[BEGIN Document]

BACKGROUND OF THE INVENTION
Transmission of stored compressed video over lossy packet networks has a
number of important applications including movies-on-demand, interactive
television, and corporate educational video distribution. Most of the
present and planned packet networks, particularly Asynchronous Transfer
Mode (ATM) networks, exhibit packet loss. Since compression reduces
redundancy in the video signal, losing random parts of a compressed video
bit-stream may cause drastic reduction in the quality of the received
video. It is a continuing problem to improve the quality of video
transmission over such packet networks.
SUMMARY OF THE INVENTION
The present invention discloses apparatus and method of transmitting a
video bitstream from a transmitter over a packet network to a receiver,
the video bitstream including a plurality of high priority segments (high
priority pertition) and low priority segments (low priority pertitions).

[END Document]

→ Required work
Which type of packet network does the video transmission text single out as one that exhibits packet loss?

[BEGIN Given data]

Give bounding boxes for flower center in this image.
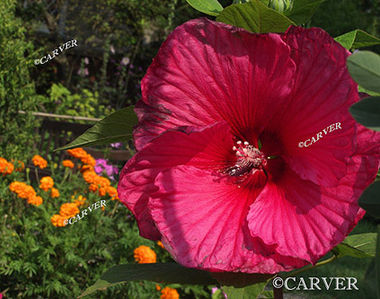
[226,141,267,176]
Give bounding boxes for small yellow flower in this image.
[133,245,157,264]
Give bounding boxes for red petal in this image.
[118,123,233,240]
[248,156,374,263]
[135,19,295,149]
[149,166,305,273]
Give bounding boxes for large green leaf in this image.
[186,0,223,16]
[350,97,380,131]
[216,0,294,33]
[359,180,380,219]
[347,51,380,92]
[285,0,326,25]
[335,29,380,50]
[80,263,218,297]
[222,282,267,299]
[333,233,376,257]
[57,106,137,150]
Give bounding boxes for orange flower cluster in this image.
[50,187,59,198]
[133,245,157,264]
[9,181,43,206]
[67,147,96,167]
[71,195,87,207]
[62,160,74,169]
[0,158,14,175]
[40,176,54,191]
[32,155,47,169]
[50,214,67,227]
[160,287,179,299]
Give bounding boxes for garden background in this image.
[0,0,380,298]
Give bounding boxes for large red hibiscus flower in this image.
[118,19,380,273]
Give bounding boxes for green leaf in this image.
[335,29,380,50]
[333,233,376,258]
[359,180,380,219]
[347,51,380,92]
[350,97,380,131]
[56,106,137,151]
[186,0,223,16]
[222,282,267,299]
[80,263,217,297]
[285,0,325,25]
[216,0,294,33]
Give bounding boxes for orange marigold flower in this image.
[98,187,107,196]
[50,214,67,227]
[67,147,88,159]
[50,187,59,198]
[133,245,157,264]
[82,170,98,184]
[74,195,86,207]
[62,160,74,168]
[59,203,79,218]
[88,184,99,193]
[160,287,179,299]
[80,154,96,167]
[40,176,54,191]
[107,186,119,200]
[9,181,36,199]
[32,155,47,169]
[27,196,44,206]
[0,158,14,175]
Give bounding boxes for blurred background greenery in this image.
[0,0,380,298]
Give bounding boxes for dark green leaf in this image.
[359,182,380,219]
[80,263,217,297]
[216,0,294,33]
[335,29,380,50]
[222,282,267,299]
[347,51,380,92]
[333,233,376,257]
[186,0,223,16]
[210,272,274,288]
[56,107,137,150]
[350,97,380,131]
[285,0,325,25]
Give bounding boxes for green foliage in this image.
[0,155,210,298]
[359,182,380,219]
[335,29,380,50]
[350,97,380,131]
[186,0,223,16]
[59,106,137,150]
[347,51,380,92]
[0,0,38,162]
[39,84,111,117]
[216,0,293,33]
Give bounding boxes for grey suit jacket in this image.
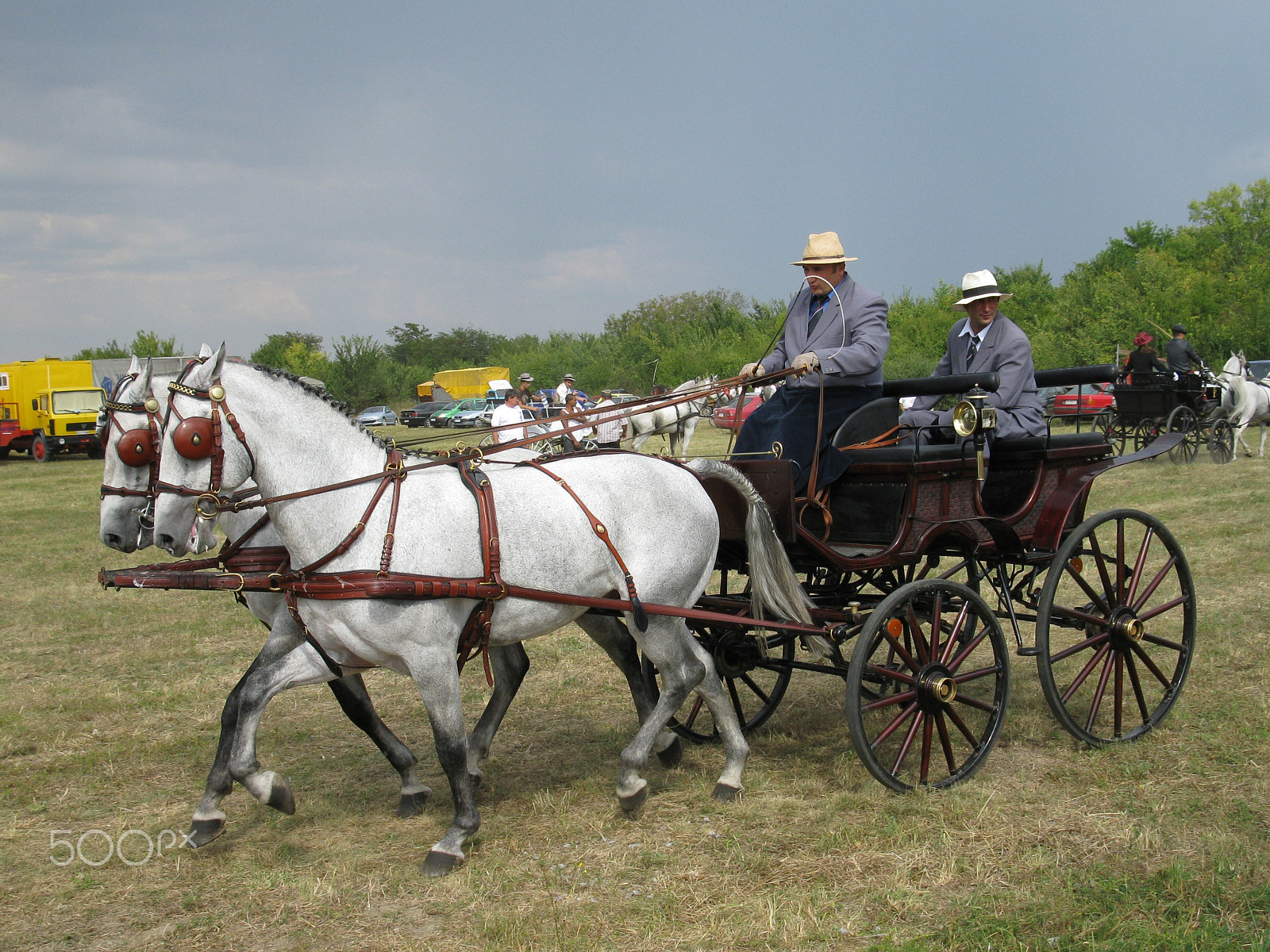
[913,313,1045,440]
[760,274,891,387]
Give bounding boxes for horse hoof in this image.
[398,789,432,820]
[419,849,460,876]
[264,777,296,816]
[656,738,683,770]
[618,783,648,816]
[710,783,741,804]
[186,820,225,849]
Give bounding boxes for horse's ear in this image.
[136,357,155,398]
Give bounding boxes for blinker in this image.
[171,416,216,459]
[114,429,155,466]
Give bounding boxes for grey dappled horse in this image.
[154,345,808,874]
[1218,351,1270,457]
[630,377,718,459]
[100,358,682,846]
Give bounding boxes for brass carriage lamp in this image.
[952,386,997,482]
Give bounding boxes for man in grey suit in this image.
[735,231,891,491]
[899,271,1045,443]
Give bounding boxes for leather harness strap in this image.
[516,459,648,631]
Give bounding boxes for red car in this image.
[711,393,764,430]
[1054,383,1114,416]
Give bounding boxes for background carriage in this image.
[645,366,1196,789]
[1096,373,1234,463]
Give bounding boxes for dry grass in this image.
[0,436,1270,950]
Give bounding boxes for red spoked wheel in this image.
[847,579,1010,791]
[1037,509,1196,747]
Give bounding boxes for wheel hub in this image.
[714,631,764,678]
[917,665,956,711]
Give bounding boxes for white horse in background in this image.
[1218,351,1270,459]
[630,377,719,459]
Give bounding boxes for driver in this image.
[734,231,891,493]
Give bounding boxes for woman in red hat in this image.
[1124,330,1168,385]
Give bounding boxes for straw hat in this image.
[790,231,860,265]
[952,271,1014,311]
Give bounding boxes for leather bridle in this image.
[98,373,163,512]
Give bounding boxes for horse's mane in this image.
[233,360,432,459]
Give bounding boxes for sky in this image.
[0,0,1270,362]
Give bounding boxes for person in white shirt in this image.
[489,390,525,443]
[587,390,626,449]
[556,373,573,406]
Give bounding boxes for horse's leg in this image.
[222,643,334,827]
[468,641,529,787]
[604,616,716,812]
[576,612,683,766]
[404,643,480,876]
[328,674,432,820]
[187,637,294,846]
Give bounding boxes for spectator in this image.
[587,390,626,449]
[489,390,525,443]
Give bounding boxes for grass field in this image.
[0,427,1270,950]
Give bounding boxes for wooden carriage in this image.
[646,367,1196,789]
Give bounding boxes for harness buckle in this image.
[194,493,221,519]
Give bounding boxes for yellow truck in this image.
[0,358,106,463]
[414,367,510,400]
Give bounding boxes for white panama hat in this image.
[952,271,1014,311]
[790,231,860,265]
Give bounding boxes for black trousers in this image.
[733,386,881,493]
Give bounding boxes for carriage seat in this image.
[832,397,963,463]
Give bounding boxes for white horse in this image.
[99,351,432,846]
[630,377,719,459]
[154,345,809,874]
[100,358,683,846]
[1218,351,1270,459]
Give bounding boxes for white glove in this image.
[790,351,821,377]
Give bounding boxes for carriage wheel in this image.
[1208,420,1234,463]
[847,579,1010,791]
[1037,509,1195,747]
[1164,406,1199,463]
[641,624,794,744]
[1133,420,1160,459]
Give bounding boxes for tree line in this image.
[69,179,1270,408]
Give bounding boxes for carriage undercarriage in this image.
[645,368,1196,791]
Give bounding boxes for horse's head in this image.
[154,344,254,556]
[98,357,167,552]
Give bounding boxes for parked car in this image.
[446,400,503,427]
[428,397,485,427]
[1053,383,1114,416]
[357,406,398,427]
[402,401,449,427]
[710,393,764,430]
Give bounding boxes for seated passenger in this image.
[1124,330,1172,387]
[734,231,891,493]
[899,271,1045,443]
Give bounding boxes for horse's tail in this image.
[687,459,811,624]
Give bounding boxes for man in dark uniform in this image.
[1164,324,1204,378]
[734,231,891,493]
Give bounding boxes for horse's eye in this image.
[171,416,216,459]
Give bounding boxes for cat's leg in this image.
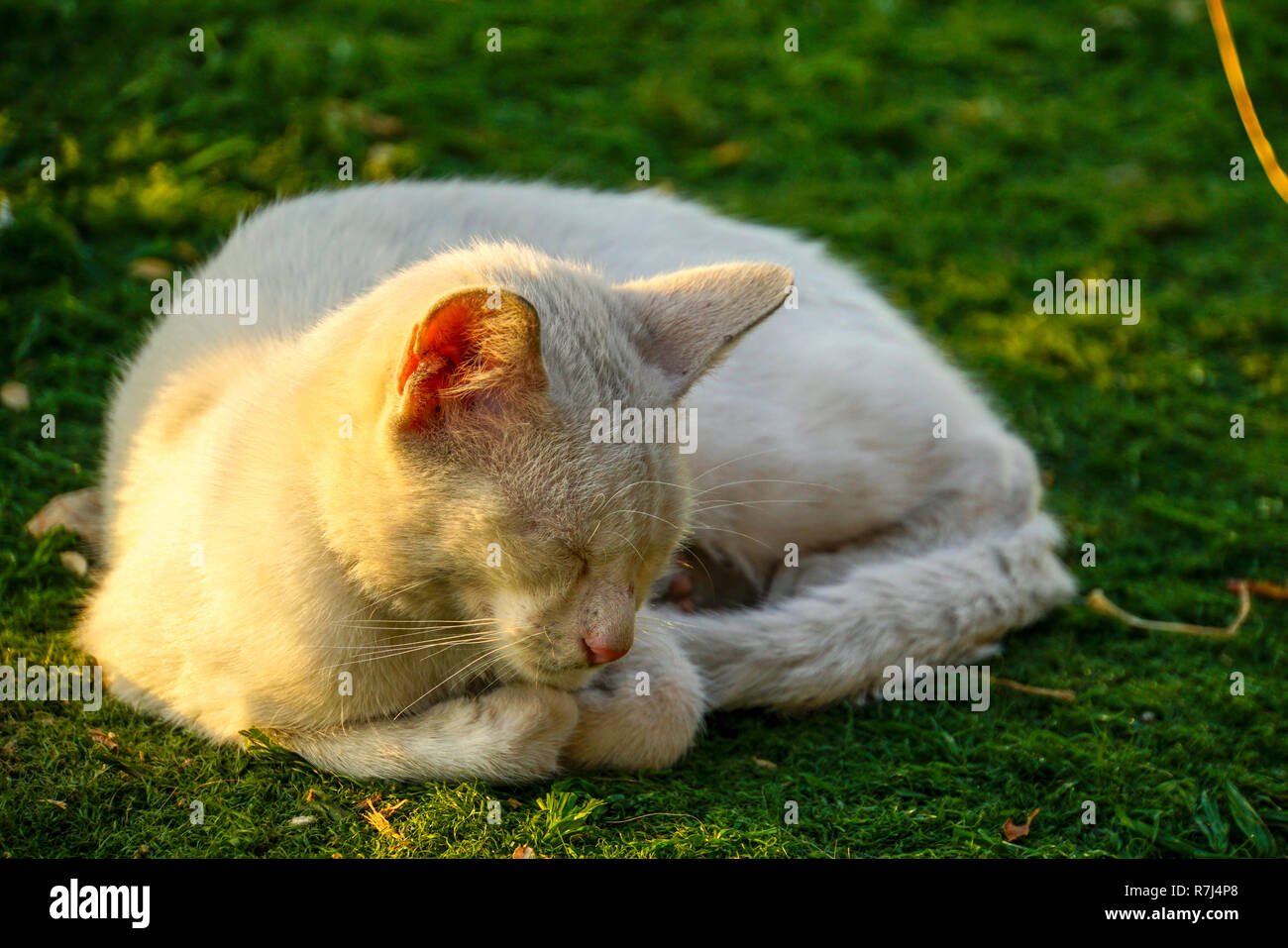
[266,685,577,784]
[667,432,1076,708]
[564,625,705,771]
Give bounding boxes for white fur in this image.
[81,181,1073,780]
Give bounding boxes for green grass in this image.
[0,0,1288,857]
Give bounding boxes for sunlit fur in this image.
[80,181,1072,781]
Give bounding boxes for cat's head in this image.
[327,244,793,686]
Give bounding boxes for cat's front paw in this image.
[564,634,704,771]
[480,685,579,781]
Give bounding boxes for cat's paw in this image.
[478,685,579,781]
[564,634,705,771]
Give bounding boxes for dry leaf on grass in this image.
[991,678,1078,700]
[89,728,121,754]
[27,487,103,541]
[130,257,174,279]
[1002,807,1042,842]
[0,381,31,411]
[58,550,89,576]
[362,801,407,842]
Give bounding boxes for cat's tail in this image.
[656,514,1076,708]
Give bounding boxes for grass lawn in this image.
[0,0,1288,857]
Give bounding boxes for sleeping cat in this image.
[70,181,1073,782]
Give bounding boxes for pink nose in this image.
[581,639,630,665]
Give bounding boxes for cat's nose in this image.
[581,638,631,665]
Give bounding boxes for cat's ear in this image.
[396,287,546,432]
[614,263,793,395]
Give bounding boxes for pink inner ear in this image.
[398,301,474,395]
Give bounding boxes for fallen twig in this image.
[1087,582,1252,639]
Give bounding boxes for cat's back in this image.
[202,180,875,332]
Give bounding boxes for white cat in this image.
[78,181,1073,782]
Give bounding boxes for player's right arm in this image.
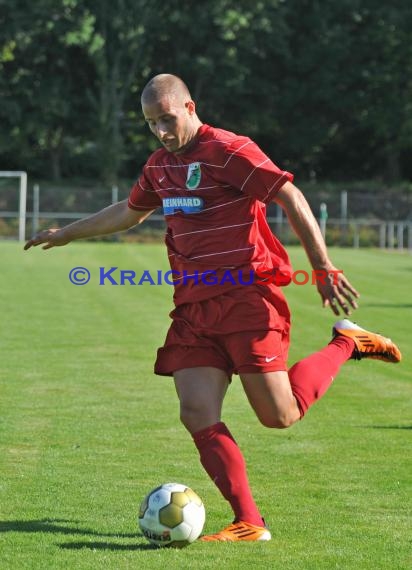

[END Given data]

→ Full answer
Asynchronous Transfer Mode (ATM) networks.